_Extrait du document_.
---+---
FHP: Et comment va le français de votre chef, M. Scheer?


AR: Très bien. Il s’améliore de plus en plus.




FHP: Est-il vrai qu’il exige de son personnel francophone de lui parler uniquement en français?


AR: Oui, c’est le cas de son directeur de cabinet, Marc-André Leclerc, un Québécois du Lac-Saint-Jean, de sa responsable des communications, Virginie Bonneau, et de nous tous qui gravitons autour de lui. Même durant les tables rondes avec des décideurs du Québec, il s’adresse à eux en français et leur demande de faire de même.


C’est même drôle, à Montréal, les gens qui l’approchent ont le réflexe de lui parler en anglais pour être sûrs d’être bien compris, et c’est Andrew qui les reprend en leur demandant de lui parler en français. Il a une grande volonté de maîtriser les deux langues.


Mais il y a plus que ça. Quand je l’avais rencontré, lors de la course à la chefferie de notre parti, je lui ai demandé comment il voyait le Québec. À ma surprise, il m’a retourné la question en disant: «Alain, parle-moi du Québec, car quand les gens m’en parlent, ça se limite souvent à une question de langue. J’ai l’impression qu’il y a plus. Il y a une culture et une identité à comprendre.» Il m’a beaucoup touché quand il m’a dit ça. D’être sensible, à ce point, à la réalité des Québécois et à leur spécificité, ça en disait long sur l’homme politique qui aspirait à diriger le Parti conservateur du Canada.


FHP: Plusieurs perçoivent votre chef comme un gars de la droite, tricoté serré avec la droite religieuse canadienne. On lui prête l’intention de vouloir revenir sur les acquis des femmes en matière de droit à l’avortement. Qu’est-ce que vous répondez à ça?








Qui sont les hommes et les femmes derrière nos politiciens? Emmanuelle présente... un balado animé par Emmanuelle Latraverse.





AR: Je pense que nos adversaires cherchent à le démoniser. Andrew Scheer a répété, à maintes reprises, que tous ces enjeux-là étaient fermés et qu’il ne veut pas les ouvrir. Stephen Harper a gouverné le Canada pendant dix ans, dont quatre ans avec un gouvernement majoritaire, on lui prêtait les mêmes intentions. Il ne l’a jamais fait.
---+---
_Consigne_. Modifiez le passage de l'entrevue qui commence par "FHP: Est-il vrai" et se termine par "les deux langues." en y remplaçant "Montréal" par "Ottawa", puis recopiez ce passage.

[Lignes de données]
---+---
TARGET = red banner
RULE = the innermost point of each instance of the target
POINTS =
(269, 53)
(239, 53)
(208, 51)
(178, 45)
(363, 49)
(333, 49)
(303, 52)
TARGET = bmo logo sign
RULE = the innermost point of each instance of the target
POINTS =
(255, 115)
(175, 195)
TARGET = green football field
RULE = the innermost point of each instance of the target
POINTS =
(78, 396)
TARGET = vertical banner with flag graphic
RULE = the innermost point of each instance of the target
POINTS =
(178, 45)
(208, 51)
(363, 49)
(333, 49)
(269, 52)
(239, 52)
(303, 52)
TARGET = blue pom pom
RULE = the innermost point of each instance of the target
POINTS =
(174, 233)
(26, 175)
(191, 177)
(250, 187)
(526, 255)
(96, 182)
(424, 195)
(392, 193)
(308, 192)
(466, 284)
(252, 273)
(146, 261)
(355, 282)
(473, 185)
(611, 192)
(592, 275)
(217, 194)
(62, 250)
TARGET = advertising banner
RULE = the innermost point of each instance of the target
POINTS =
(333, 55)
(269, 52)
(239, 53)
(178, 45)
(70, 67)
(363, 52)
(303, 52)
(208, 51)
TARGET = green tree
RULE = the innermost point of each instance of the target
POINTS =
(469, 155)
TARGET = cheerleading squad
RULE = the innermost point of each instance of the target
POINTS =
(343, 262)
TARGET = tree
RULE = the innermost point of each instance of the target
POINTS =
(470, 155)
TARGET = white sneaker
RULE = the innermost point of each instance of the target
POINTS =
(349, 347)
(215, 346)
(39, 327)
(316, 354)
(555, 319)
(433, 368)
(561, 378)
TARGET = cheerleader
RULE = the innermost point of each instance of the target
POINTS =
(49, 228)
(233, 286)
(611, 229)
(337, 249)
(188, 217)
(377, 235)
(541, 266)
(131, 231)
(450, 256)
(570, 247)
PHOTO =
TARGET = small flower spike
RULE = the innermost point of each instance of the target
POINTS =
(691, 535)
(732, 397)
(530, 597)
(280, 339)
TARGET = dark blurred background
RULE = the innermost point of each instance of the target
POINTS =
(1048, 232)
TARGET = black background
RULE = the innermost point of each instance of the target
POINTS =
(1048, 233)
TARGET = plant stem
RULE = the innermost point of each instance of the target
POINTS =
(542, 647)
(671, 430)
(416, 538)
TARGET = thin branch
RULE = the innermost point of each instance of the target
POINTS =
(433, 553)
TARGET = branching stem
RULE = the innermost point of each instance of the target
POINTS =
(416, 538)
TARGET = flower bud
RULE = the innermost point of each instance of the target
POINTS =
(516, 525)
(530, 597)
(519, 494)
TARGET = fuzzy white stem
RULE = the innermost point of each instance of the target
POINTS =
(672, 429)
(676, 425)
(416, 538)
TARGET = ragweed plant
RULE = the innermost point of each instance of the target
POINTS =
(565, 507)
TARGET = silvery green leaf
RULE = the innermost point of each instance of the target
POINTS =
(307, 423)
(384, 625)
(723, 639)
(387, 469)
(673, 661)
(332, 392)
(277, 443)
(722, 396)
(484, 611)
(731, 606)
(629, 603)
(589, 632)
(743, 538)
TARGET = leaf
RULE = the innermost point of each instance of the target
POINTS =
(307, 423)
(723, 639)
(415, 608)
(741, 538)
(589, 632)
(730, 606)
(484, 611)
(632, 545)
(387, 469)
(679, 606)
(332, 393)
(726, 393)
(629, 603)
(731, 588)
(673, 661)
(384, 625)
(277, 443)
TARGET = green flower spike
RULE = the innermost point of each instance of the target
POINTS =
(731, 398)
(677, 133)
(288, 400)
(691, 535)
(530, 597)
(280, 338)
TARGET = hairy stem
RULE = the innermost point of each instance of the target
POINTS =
---+---
_Résultat final_.
FHP: Est-il vrai qu’il exige de son personnel francophone de lui parler uniquement en français?


AR: Oui, c’est le cas de son directeur de cabinet, Marc-André Leclerc, un Québécois du Lac-Saint-Jean, de sa responsable des communications, Virginie Bonneau, et de nous tous qui gravitons autour de lui. Même durant les tables rondes avec des décideurs du Québec, il s’adresse à eux en français et leur demande de faire de même.


C’est même drôle, à Ottawa, les gens qui l’approchent ont le réflexe de lui parler en anglais pour être sûrs d’être bien compris, et c’est Andrew qui les reprend en leur demandant de lui parler en français. Il a une grande volonté de maîtriser les deux langues.